Tuesday, 30 June 2009

What do dragonflies and damselflies eat?

I'll refer to only adult dragonflies and damselflies here - more on Odonata larvae in the near future.

The adult dragonfly is a formidable hunting insect. It uses the basket formed by its legs to catch insects while they are flying. Adult dragonflies and damselflies eat other flying insects, particularly midges and mosquitoes. They also eat mayflies, butterflies, moths, bees, bugs and smaller dragonflies and one Asian species even feeds on spiders from their webs.

Large red damselfly (Pyrrhosoma nymphula) feeding:

Monday, 22 June 2009


The insects are classified into about 32 orders and 939 families. Dragonflies and damselflies form the order Odonata (25 families). The word Odonata comes from the Greek for tooth and is a name derived using a classification devised by Fabricius. Johan Christian Fabricius (1745-1808) was a Danish entomologist and economist who classified insects based on their mouthparts, which he thought were more important than other traits like wings, because feeding provides the sustenance of life.

Entomologists have been puzzled as to why Fabricius chose the name Odonata for the dragonflies and damselflies since the mandibles of most insects are toothed and a name indicating "toothed mandibles" is no more significant for dragonflies than it would be for beetles or grasshoppers. For more information on the name Odonata see the article The significance of the dragonfly name "Odonata" by Clarence E Mickel in the Annals of the Entomological Society of America.

Front view of the head of a four-spotted chaser (Libellula quadrimaculata) showing the chewing mouthparts:

Side view of the head of a male southern hawker (Aeshna cyanea):

Sunday, 21 June 2009

Welcome to the dragonflies and damselflies blog

Welcome to the dragonflies and damselflies blog: an assorted collection of articles on topics including dragonfly and damselfly names, anatomy, biology, ecology and folklore.

= Input data =

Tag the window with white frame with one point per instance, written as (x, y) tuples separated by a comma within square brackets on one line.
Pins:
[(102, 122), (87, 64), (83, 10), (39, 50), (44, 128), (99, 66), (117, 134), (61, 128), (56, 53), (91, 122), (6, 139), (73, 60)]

= What you need to do =
**1)** Reproduce the passage of the dragonfly blog that begins at the words "Tuesday, 30 June" and stops after "from their webs.".
**2)** According to the dragonfly blog, what does the word Odonata come from?
**3)** Do these statements agree with the dragonfly blog? Answer yes or no for each, quoting the deciding words.
(a) Fabricius classified insects mainly by their wings.
(b) The order Odonata contains 25 families.
(c) One Asian species feeds on spiders taken from their webs.
The data above come from a source separate from the dragonfly blog.

= Written responses =
**1)**
Tuesday, 30 June 2009

What do dragonflies and damselflies eat?

I'll refer to only adult dragonflies and damselflies here - more on Odonata larvae in the near future.

The adult dragonfly is a formidable hunting insect. It uses the basket formed by its legs to catch insects while they are flying. Adult dragonflies and damselflies eat other flying insects, particularly midges and mosquitoes. They also eat mayflies, butterflies, moths, bees, bugs and smaller dragonflies and one Asian species even feeds on spiders from their webs.

**2)** The Greek for tooth.

**3)**
(a) No: "classified insects based on their mouthparts, which he thought were more important than other traits like wings"
(b) Yes: "Dragonflies and damselflies form the order Odonata (25 families)."
(c) Yes: "one Asian species even feeds on spiders from their webs"